**Natural language region descriptions**

######

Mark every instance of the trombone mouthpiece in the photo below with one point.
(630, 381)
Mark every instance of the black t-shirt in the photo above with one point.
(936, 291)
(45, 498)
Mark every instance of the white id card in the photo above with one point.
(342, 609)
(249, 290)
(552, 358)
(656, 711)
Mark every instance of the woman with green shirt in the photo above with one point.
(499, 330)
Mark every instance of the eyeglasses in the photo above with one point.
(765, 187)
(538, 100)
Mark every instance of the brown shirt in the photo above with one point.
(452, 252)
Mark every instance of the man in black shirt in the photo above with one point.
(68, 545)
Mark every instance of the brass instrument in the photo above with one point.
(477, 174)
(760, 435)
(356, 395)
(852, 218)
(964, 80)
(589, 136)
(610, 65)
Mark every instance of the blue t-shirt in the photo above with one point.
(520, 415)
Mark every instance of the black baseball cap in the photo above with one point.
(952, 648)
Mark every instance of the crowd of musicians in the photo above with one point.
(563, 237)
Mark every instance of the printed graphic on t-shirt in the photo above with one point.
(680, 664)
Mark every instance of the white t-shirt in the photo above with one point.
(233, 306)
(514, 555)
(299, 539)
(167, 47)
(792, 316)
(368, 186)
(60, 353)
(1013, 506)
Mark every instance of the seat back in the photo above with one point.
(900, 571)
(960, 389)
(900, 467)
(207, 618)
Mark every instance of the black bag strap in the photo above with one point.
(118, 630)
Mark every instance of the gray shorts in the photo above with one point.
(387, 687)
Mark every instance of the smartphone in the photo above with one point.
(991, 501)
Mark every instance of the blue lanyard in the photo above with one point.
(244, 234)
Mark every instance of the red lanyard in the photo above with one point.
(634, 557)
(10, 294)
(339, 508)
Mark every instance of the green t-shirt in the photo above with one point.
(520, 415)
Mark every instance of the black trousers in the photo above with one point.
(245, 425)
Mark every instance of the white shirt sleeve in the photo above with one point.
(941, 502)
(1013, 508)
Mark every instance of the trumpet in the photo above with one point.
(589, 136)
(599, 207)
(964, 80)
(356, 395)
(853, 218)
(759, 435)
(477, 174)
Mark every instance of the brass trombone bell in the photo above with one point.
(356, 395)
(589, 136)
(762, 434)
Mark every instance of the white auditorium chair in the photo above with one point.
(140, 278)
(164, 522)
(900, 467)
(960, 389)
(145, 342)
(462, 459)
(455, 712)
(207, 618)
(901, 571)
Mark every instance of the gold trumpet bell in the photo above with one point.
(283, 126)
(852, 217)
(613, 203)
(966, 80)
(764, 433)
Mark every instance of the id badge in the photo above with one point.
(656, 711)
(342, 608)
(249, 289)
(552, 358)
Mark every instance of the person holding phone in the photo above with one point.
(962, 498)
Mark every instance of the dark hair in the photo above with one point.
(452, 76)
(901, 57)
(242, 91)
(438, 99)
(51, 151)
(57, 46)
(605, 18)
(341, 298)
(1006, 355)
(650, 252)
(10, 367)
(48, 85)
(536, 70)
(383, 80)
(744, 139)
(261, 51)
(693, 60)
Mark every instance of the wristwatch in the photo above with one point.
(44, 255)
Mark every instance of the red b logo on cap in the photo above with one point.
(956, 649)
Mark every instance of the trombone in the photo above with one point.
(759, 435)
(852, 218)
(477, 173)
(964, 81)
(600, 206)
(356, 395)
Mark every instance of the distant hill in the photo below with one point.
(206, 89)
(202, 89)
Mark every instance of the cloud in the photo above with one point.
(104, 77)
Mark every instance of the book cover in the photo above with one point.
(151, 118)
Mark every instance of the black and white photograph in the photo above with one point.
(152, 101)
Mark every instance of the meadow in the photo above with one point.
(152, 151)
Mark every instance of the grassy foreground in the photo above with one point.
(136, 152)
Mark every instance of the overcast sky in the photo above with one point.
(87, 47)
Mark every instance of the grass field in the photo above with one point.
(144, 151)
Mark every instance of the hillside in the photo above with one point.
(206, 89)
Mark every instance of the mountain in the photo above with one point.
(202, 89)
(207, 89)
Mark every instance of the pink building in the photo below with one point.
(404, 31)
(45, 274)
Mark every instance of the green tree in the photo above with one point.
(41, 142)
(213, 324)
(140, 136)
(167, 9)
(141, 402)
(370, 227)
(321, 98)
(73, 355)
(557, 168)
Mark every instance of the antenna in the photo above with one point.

######

**TASK DIRECTIONS**
Once you have read the data above, print all of it again exactly.

**PROBLEM SOLUTION**
Mark every instance of the trombone mouthpiece in the photo below with one point.
(630, 381)
Mark every instance of the black t-shirt in the photo above with one point.
(936, 291)
(45, 498)
Mark every instance of the white id card in the photo above with one point.
(342, 609)
(249, 290)
(552, 358)
(656, 711)
Mark every instance of the woman with green shirt in the photo above with one point.
(499, 330)
Mark every instance of the eyeglasses in the photo above with one point.
(765, 187)
(538, 100)
Mark every instance of the brown shirt in the photo above with one point.
(452, 252)
Mark every instance of the man in black shirt in the photo above with one point.
(68, 545)
Mark every instance of the brass instrument in the photo above with one point.
(477, 174)
(760, 435)
(356, 395)
(852, 218)
(964, 80)
(589, 136)
(610, 65)
Mark every instance of the blue t-shirt in the photo above with one point.
(520, 415)
Mark every instance of the black baseball cap in the photo above with one point.
(952, 648)
Mark every instance of the crowd of musicians in the photo above with one point.
(563, 237)
Mark every instance of the printed graphic on t-shirt in the photo above with one point.
(680, 664)
Mark every instance of the white t-shirt in the photo above with one point.
(233, 306)
(514, 555)
(299, 539)
(167, 47)
(792, 316)
(368, 186)
(60, 353)
(1013, 506)
Mark every instance of the seat back in the photo above with one point.
(900, 571)
(960, 389)
(900, 467)
(207, 618)
Mark every instance of the black bag strap in the photo above with one point.
(118, 630)
Mark every instance of the gray shorts in the photo above with one point.
(387, 687)
Mark every instance of the smartphone in the photo above with one point.
(991, 501)
Mark every instance of the blue lanyard in the photo above with one point.
(244, 234)
Mark every instance of the red lanyard in the photo above with one point.
(634, 557)
(10, 294)
(339, 508)
Mark every instance of the green t-shirt in the photo above with one point.
(520, 415)
Mark every instance of the black trousers in the photo above with one point.
(245, 425)
Mark every instance of the white shirt sleeve in the photo above with one point.
(941, 502)
(1013, 508)
Mark every instance of the trumpet in the photo above with one point.
(589, 136)
(599, 207)
(964, 80)
(356, 395)
(853, 218)
(759, 435)
(477, 174)
Mark every instance of the brass trombone bell in the photo above with one point.
(356, 395)
(589, 136)
(762, 434)
Mark every instance of the white auditorium chair in the photo above with one point.
(140, 278)
(164, 522)
(900, 467)
(960, 389)
(145, 342)
(462, 459)
(455, 712)
(207, 618)
(901, 571)
Mark every instance of the gold trumpet bell in the photo above with one point.
(283, 126)
(852, 217)
(613, 203)
(966, 80)
(764, 433)
Mark every instance of the id badge in the photo above with one point.
(656, 711)
(342, 608)
(249, 289)
(552, 358)
Mark every instance of the person holding phone in the photo above with one point.
(962, 498)
Mark every instance of the dark hair in the photo above with one point.
(452, 76)
(901, 57)
(242, 91)
(438, 99)
(51, 151)
(57, 46)
(605, 18)
(341, 298)
(1006, 355)
(650, 252)
(10, 367)
(48, 85)
(536, 70)
(383, 80)
(744, 139)
(261, 51)
(693, 60)
Mark every instance of the wristwatch in the photo above with one point.
(44, 255)
Mark every instance of the red b logo on cap in the photo above with one point.
(956, 649)
Mark every instance of the trombone in the photo above with one point.
(759, 435)
(852, 218)
(477, 173)
(964, 81)
(600, 206)
(356, 395)
Mark every instance of the distant hill in the photo below with one point.
(206, 89)
(202, 89)
Mark every instance of the cloud in the photo above with one point.
(104, 77)
Mark every instance of the book cover in the photo above with one point.
(151, 118)
Mark every instance of the black and white photograph in the photo above with one point.
(152, 101)
Mark every instance of the meadow in the photo above with one point.
(152, 151)
Mark every instance of the grassy foreground in the photo above with one point.
(136, 152)
Mark every instance of the overcast sky in the photo above with one point.
(87, 47)
Mark every instance of the grass field in the photo above with one point.
(144, 151)
Mark every instance of the hillside in the photo above with one point.
(206, 89)
Mark every instance of the mountain in the photo above with one point.
(202, 89)
(207, 89)
Mark every instance of the pink building in the photo below with one point.
(404, 31)
(45, 274)
Mark every instance of the green tree in the photo above with one point.
(41, 142)
(213, 324)
(140, 136)
(167, 9)
(141, 402)
(370, 227)
(321, 98)
(73, 355)
(557, 168)
Mark every instance of the antenna in the photo above with one point.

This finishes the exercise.